[The tasks]:
1. In the Edvard Askeland biography below, put the sentence "Askeland was born in Bergen, Norway." into Spanish.
2. According to the Edvard Askeland biography below, who set up the bass ensemble «BassoNova» with him in 2004?
3. Pick up the Edvard Askeland biography below right after its final sentence and carry it on.

====== Source text ======

Edvard Askeland (born 10 December 1954) is a Norwegian jazz bassist, known from a series of album releases in various genres and for being regular in Dag Arnesens lineups in 1970-80, and within Cutting Edge.

Career 
Askeland was born in Bergen, Norway. He was educated at Bergen Lærerhøgskole, and University of Oslo (Bachelor in music). During his musical period in Bergen he played within different Dag Arnesen lineups, within «Danmarksplass Jazz & Rock» and «Bergen Blues Band» (1974–80), to mention a few. After moving to Oslo in 1980, he joined the band «Country Team» (1980–82) and various jazz bands, like «Eim», Søyr and Frode Thingnæs Big Band. The contributions in the renowned Cutting Edge resulted in four record releases during the 1980'es with Knut Værnes, Morten Halle, Rune Klakegg, Frank Jakobsen and Stein Inge Brækhus. In 2004 he established the Bass Ensemble «BassoNova» together with Stein Erik Tafjord. He also has played on tour with Morten Halle Quartet, and was in the lineup for Van Morrison at Vossajazz in 1988.

====== Material provided ======

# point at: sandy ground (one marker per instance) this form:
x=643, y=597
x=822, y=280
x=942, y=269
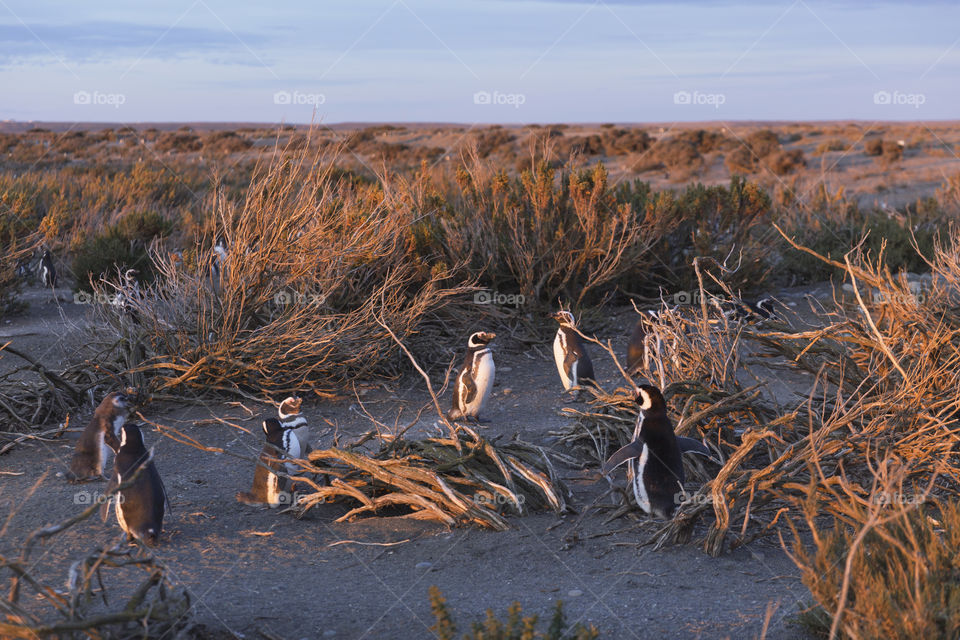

======

[Answer set]:
1. Askeland nació en Bergen, Noruega.

2. Stein Erik Tafjord.

3.
In other genres, he has contributed on among others Alarmen går (1982) with Jan Eggum, and Fra nei til ja (1994) with Ole Paus.
Poems by Hans Børli was released on Prøv å sette vinger på en stein (1996) with Katja Medbøe. He was central in Kjell Habbestad's Noahs draum (1998). Askeland composed music to texts by the poet Olav H. Hauge on Under stjernone (2005), where Hildegun Riise recite poems, Per Jørgensen play trumpet, Eivind Aarset (guitar) and Paolo Vinaccia (drums). This material was premiered at Vossajazz in 2005.

Askeland was awarded Gammleng-prisen class studio in 1993 and from April 2007 General Manager of Oslo Jazzfestival.

Honors 
Gammleng-prisen 1993 in the class Studio musician

Discography (in selection) 

Within Cutting Edge
1982: Cutting Edge (Odin)
1984: Our Man In Paradise (Odin)
1986: Duesenberg (Curling Legs)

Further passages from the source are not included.